■ What is expected: An exact reproduction of the lines from the one with "on water in the photo above." to the end of the data below is required. No other lines may be included.
=-=-=
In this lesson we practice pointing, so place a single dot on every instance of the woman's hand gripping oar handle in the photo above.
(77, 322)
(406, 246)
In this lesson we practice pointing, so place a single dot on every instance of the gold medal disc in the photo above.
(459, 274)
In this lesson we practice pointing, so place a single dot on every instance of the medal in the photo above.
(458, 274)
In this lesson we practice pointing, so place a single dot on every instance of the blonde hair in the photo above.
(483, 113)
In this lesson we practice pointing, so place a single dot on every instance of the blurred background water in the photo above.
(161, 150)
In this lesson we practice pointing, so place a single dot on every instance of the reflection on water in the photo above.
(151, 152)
=-=-=
■ Solution:
In this lesson we practice pointing, so place a single dot on every instance of the reflection on water in the photo above.
(151, 152)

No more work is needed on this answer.